▶ _Do this_
In the records below, render the part that opens with the line containing "For this challenge, identify the tomato" and closes with the line containing "point(145, 250)", both ends included, as a JSON list of strings with one string per line and blank lines left out.

--- BEGIN ---

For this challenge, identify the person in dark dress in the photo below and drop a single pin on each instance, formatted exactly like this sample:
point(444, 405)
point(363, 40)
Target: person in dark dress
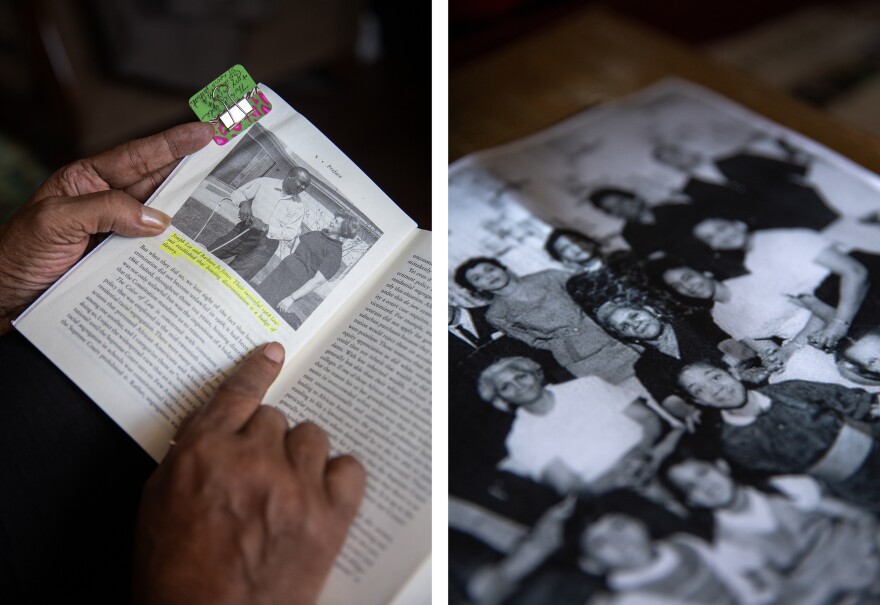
point(827, 431)
point(762, 191)
point(668, 342)
point(315, 261)
point(599, 277)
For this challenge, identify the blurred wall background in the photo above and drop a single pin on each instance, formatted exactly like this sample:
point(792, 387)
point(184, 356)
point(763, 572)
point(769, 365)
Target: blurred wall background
point(80, 76)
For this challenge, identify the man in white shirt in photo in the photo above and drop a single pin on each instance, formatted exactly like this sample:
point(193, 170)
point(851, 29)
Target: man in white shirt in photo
point(269, 210)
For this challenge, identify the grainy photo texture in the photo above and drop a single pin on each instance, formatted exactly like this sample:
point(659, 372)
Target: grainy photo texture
point(664, 333)
point(291, 235)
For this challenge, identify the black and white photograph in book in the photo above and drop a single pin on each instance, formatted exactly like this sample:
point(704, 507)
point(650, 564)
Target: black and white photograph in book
point(664, 333)
point(265, 213)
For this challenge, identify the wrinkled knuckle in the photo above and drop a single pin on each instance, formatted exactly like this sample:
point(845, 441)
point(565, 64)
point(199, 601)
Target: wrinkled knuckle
point(137, 161)
point(273, 415)
point(48, 216)
point(172, 144)
point(351, 467)
point(312, 432)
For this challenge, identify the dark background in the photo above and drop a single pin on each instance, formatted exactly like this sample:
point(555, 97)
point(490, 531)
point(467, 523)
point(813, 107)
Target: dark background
point(81, 76)
point(478, 26)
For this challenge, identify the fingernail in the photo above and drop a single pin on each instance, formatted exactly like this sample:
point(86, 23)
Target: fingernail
point(154, 219)
point(274, 351)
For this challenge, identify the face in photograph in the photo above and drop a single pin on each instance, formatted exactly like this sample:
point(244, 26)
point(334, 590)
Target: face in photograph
point(635, 323)
point(865, 353)
point(621, 205)
point(487, 277)
point(617, 542)
point(574, 250)
point(704, 484)
point(712, 387)
point(517, 386)
point(722, 234)
point(689, 282)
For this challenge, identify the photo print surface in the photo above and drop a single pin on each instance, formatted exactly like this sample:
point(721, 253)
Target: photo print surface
point(664, 333)
point(287, 232)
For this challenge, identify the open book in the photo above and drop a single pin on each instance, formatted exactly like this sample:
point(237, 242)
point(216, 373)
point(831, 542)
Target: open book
point(330, 268)
point(664, 334)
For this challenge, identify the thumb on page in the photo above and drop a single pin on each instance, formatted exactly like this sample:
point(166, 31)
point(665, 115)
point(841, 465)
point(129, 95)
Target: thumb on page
point(239, 396)
point(113, 210)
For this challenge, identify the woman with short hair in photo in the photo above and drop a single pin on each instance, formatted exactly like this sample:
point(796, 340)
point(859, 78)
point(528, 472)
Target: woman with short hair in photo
point(537, 310)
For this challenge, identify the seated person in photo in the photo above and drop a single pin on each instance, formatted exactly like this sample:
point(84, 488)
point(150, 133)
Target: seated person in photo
point(582, 435)
point(785, 542)
point(468, 331)
point(315, 261)
point(650, 228)
point(783, 263)
point(72, 480)
point(532, 572)
point(537, 310)
point(598, 277)
point(703, 293)
point(858, 357)
point(766, 189)
point(827, 431)
point(643, 560)
point(667, 341)
point(269, 210)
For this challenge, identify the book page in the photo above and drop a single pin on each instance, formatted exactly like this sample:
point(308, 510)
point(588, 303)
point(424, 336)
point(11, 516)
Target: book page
point(148, 327)
point(368, 384)
point(667, 307)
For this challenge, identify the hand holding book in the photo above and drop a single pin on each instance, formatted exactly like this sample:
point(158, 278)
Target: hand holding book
point(95, 195)
point(241, 500)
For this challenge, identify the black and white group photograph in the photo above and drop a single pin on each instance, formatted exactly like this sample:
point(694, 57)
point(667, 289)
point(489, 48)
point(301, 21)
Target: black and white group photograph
point(664, 333)
point(266, 213)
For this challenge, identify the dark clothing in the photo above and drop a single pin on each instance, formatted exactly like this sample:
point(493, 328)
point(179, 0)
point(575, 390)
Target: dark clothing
point(778, 197)
point(869, 313)
point(463, 341)
point(672, 231)
point(248, 248)
point(801, 425)
point(698, 339)
point(619, 277)
point(316, 252)
point(558, 582)
point(72, 483)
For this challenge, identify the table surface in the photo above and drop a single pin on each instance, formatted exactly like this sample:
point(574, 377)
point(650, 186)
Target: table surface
point(595, 56)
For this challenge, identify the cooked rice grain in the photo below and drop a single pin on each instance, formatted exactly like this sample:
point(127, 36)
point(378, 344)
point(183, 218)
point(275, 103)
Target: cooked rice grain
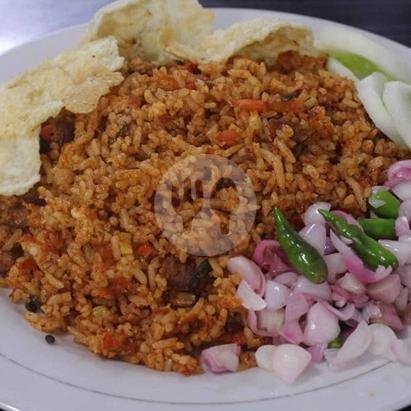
point(74, 244)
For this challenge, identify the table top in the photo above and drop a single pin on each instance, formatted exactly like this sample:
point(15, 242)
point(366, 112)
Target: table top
point(27, 19)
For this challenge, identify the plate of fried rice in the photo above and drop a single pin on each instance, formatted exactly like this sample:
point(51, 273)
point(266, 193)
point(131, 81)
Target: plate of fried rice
point(205, 209)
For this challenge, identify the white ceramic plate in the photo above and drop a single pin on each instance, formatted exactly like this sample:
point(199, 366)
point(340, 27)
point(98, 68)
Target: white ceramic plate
point(35, 376)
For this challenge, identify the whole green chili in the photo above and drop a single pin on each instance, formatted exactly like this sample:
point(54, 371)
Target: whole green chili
point(369, 250)
point(379, 227)
point(303, 256)
point(384, 204)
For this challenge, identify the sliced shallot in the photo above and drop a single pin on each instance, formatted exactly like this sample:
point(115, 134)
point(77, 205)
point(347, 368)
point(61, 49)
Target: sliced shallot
point(386, 290)
point(321, 327)
point(355, 345)
point(305, 286)
point(276, 294)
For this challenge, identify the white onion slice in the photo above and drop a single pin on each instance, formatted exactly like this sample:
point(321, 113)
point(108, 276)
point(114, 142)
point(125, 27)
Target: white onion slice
point(398, 173)
point(400, 249)
point(264, 357)
point(343, 314)
point(317, 352)
point(335, 66)
point(402, 351)
point(290, 361)
point(371, 311)
point(221, 358)
point(370, 91)
point(315, 234)
point(317, 290)
point(386, 290)
point(297, 306)
point(249, 299)
point(288, 279)
point(292, 332)
point(351, 284)
point(312, 216)
point(265, 323)
point(276, 294)
point(382, 339)
point(249, 271)
point(397, 100)
point(402, 226)
point(321, 327)
point(355, 345)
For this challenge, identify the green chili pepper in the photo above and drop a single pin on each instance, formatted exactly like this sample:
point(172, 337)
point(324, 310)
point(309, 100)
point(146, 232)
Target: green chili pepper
point(303, 256)
point(384, 204)
point(335, 343)
point(379, 227)
point(370, 251)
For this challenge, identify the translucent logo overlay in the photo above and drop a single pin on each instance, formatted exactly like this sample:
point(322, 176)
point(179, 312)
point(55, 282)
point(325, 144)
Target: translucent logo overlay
point(205, 205)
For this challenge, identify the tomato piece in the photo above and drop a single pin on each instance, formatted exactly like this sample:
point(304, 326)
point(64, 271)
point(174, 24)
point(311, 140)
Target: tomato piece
point(228, 138)
point(250, 104)
point(145, 250)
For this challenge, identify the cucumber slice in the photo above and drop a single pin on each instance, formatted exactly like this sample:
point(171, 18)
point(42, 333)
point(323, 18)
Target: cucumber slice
point(362, 55)
point(370, 92)
point(397, 100)
point(335, 66)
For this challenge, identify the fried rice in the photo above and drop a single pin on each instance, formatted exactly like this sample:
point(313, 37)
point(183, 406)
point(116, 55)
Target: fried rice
point(85, 242)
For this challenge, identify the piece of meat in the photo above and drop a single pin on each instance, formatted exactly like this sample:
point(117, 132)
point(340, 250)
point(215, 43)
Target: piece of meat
point(60, 131)
point(178, 275)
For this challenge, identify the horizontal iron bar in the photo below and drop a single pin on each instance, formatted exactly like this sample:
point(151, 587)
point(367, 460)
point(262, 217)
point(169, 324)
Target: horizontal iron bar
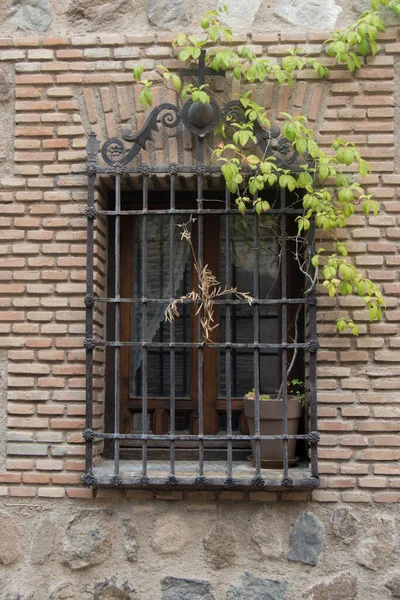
point(181, 169)
point(211, 482)
point(156, 170)
point(198, 345)
point(261, 301)
point(196, 438)
point(195, 211)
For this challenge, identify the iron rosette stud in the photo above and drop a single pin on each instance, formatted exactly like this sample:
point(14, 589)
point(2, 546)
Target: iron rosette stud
point(172, 481)
point(89, 300)
point(116, 480)
point(88, 435)
point(88, 479)
point(287, 482)
point(201, 481)
point(230, 483)
point(258, 481)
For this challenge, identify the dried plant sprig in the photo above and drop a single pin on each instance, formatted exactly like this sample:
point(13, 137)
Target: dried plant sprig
point(208, 290)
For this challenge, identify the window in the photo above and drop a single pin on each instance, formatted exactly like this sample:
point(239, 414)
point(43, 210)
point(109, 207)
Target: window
point(175, 401)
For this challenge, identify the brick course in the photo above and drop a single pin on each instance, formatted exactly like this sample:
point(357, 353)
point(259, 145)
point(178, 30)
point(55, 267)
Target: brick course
point(64, 87)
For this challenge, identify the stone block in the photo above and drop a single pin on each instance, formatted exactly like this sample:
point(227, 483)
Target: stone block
point(306, 539)
point(9, 540)
point(342, 586)
point(31, 15)
point(170, 536)
point(87, 540)
point(344, 524)
point(256, 588)
point(168, 14)
point(309, 14)
point(375, 552)
point(220, 546)
point(237, 18)
point(269, 536)
point(174, 588)
point(393, 585)
point(97, 14)
point(43, 541)
point(130, 540)
point(112, 589)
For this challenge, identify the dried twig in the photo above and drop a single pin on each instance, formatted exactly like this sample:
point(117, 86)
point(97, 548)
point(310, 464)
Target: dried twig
point(208, 290)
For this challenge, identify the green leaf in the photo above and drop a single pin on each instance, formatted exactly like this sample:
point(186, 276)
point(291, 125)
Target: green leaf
point(185, 54)
point(196, 52)
point(176, 82)
point(146, 97)
point(363, 47)
point(301, 145)
point(315, 261)
point(137, 72)
point(213, 33)
point(363, 168)
point(323, 172)
point(289, 131)
point(180, 40)
point(237, 73)
point(204, 97)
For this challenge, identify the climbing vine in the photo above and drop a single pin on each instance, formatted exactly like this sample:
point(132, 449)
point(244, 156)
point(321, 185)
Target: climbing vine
point(329, 194)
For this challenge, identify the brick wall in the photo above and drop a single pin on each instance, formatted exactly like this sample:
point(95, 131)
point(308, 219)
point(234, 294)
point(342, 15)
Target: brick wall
point(65, 87)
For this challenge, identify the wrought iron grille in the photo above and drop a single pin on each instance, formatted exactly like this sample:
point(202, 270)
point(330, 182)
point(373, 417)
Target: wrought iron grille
point(117, 162)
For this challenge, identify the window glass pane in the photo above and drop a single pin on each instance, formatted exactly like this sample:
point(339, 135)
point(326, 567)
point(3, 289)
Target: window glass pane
point(242, 322)
point(158, 295)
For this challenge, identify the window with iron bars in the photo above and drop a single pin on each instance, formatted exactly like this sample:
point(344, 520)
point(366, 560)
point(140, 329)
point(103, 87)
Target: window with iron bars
point(175, 408)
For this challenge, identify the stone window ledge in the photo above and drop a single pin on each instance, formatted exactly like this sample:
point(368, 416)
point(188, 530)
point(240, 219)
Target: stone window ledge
point(186, 475)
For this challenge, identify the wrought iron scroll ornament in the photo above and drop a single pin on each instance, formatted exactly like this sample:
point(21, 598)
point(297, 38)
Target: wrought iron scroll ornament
point(199, 119)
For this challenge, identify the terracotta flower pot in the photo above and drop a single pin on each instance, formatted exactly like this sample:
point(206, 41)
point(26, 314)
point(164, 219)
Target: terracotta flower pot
point(271, 424)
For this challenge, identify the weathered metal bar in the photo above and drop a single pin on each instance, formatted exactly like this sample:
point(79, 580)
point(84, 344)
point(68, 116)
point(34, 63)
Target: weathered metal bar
point(197, 211)
point(89, 320)
point(228, 332)
point(117, 321)
point(313, 348)
point(258, 345)
point(260, 301)
point(200, 351)
point(256, 337)
point(195, 438)
point(284, 333)
point(172, 324)
point(211, 482)
point(144, 324)
point(165, 169)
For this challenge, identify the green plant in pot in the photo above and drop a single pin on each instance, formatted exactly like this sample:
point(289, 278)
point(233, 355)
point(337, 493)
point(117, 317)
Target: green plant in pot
point(271, 420)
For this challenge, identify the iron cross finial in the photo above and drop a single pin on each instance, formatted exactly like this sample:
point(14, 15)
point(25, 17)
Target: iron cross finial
point(202, 71)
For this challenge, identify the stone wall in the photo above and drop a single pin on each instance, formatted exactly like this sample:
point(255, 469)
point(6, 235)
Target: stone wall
point(73, 16)
point(57, 540)
point(135, 547)
point(65, 87)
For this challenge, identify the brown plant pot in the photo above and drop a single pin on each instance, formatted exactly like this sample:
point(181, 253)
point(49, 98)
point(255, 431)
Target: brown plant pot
point(271, 424)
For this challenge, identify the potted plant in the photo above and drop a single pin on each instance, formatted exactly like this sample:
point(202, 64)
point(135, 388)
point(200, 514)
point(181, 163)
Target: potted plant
point(271, 421)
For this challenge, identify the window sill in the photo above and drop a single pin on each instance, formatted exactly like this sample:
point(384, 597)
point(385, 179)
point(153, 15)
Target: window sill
point(186, 476)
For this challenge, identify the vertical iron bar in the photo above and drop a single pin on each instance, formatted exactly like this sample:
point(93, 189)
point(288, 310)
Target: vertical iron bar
point(144, 325)
point(228, 332)
point(172, 354)
point(117, 321)
point(256, 322)
point(284, 331)
point(89, 325)
point(200, 356)
point(313, 363)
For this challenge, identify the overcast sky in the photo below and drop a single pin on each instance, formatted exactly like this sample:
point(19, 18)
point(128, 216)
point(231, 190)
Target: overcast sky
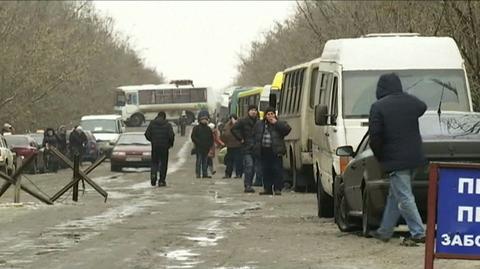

--- END ---

▶ _Answer to this exercise_
[
  "For this challenge, identify the tomato piece in the photo above and drop a single pin on each instance, formatted exactly like this sample:",
  "point(304, 326)",
  "point(64, 271)",
  "point(174, 24)",
  "point(311, 140)",
  "Target: tomato piece",
  "point(228, 138)",
  "point(250, 104)",
  "point(145, 250)"
]